Records to process
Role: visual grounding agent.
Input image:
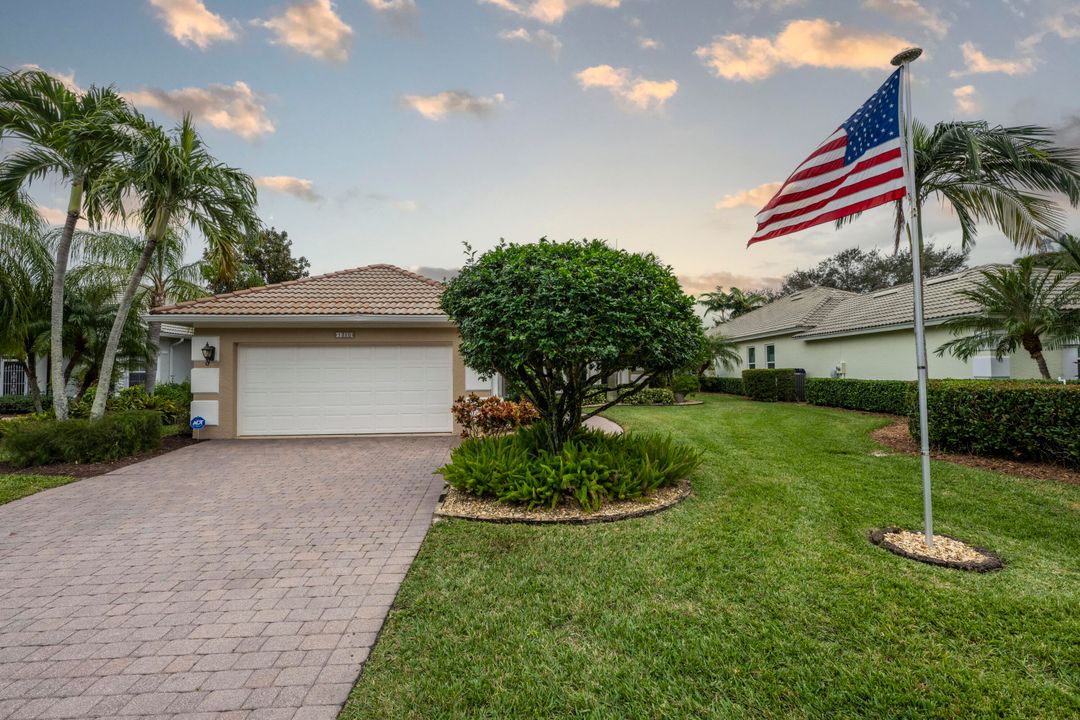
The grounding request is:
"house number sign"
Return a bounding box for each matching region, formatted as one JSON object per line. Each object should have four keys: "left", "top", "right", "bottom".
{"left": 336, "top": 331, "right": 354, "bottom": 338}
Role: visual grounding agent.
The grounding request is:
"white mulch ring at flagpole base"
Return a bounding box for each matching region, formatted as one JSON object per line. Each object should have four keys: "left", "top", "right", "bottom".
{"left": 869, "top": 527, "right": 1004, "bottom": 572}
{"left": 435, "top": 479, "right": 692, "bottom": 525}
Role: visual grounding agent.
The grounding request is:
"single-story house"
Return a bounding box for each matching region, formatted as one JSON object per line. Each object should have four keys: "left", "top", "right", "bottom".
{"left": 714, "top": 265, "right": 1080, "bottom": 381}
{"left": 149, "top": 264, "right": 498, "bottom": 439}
...
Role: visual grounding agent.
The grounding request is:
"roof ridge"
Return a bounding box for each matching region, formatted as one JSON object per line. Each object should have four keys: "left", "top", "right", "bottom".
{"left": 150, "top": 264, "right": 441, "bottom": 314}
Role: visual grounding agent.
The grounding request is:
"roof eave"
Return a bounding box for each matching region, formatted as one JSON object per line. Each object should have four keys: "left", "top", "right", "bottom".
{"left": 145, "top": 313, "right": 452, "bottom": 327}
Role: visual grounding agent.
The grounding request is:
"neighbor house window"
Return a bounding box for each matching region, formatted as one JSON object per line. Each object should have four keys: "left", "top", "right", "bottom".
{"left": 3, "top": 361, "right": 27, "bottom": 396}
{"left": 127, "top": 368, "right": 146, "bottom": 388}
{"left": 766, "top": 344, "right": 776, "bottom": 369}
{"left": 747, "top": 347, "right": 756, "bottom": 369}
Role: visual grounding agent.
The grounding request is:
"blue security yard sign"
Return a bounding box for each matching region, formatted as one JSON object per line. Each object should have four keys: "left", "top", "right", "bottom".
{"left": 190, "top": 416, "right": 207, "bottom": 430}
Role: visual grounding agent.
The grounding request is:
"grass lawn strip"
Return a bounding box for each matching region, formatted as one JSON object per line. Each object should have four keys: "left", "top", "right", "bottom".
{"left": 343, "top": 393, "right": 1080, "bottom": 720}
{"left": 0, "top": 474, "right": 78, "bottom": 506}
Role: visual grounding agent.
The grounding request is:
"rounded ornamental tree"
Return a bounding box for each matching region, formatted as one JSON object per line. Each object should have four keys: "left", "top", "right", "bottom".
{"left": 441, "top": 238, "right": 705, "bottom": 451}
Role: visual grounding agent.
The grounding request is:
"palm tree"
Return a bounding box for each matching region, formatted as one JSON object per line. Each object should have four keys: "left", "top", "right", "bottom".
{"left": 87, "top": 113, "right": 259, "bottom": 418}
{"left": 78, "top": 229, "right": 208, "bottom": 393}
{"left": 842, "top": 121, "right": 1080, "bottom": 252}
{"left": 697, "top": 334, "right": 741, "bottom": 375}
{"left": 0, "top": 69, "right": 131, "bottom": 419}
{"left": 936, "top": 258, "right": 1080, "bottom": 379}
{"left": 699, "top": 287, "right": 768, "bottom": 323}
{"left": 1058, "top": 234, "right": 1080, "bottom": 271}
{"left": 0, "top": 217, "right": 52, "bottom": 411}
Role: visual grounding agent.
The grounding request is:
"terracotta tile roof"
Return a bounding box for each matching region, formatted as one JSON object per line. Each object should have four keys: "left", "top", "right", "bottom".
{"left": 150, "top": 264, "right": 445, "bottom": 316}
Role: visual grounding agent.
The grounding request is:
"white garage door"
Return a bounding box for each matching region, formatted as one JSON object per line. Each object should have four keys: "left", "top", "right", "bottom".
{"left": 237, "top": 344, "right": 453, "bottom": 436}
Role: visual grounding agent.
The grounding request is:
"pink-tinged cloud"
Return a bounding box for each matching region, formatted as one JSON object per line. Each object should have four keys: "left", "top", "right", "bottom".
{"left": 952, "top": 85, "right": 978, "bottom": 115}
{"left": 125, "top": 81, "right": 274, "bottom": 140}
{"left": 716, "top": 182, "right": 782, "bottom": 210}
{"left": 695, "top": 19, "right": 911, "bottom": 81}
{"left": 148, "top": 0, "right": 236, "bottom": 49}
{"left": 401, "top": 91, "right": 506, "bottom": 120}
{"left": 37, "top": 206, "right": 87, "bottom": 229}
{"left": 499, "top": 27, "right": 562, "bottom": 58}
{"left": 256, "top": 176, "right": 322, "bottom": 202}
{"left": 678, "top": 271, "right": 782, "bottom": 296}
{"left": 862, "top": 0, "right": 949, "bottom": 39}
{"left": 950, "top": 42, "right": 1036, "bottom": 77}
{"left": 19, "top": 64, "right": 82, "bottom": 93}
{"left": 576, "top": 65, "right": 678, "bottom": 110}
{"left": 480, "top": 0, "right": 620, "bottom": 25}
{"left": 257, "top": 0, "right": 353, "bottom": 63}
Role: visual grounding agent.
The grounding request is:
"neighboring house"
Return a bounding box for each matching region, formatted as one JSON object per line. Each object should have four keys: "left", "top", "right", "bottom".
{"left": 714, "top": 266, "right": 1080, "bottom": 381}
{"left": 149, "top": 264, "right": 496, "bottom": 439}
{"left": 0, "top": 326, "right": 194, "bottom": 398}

Problem to work on
Examine the records and pull out every line where the string "sign" occurs.

Task result
"house number sign"
"blue security yard sign"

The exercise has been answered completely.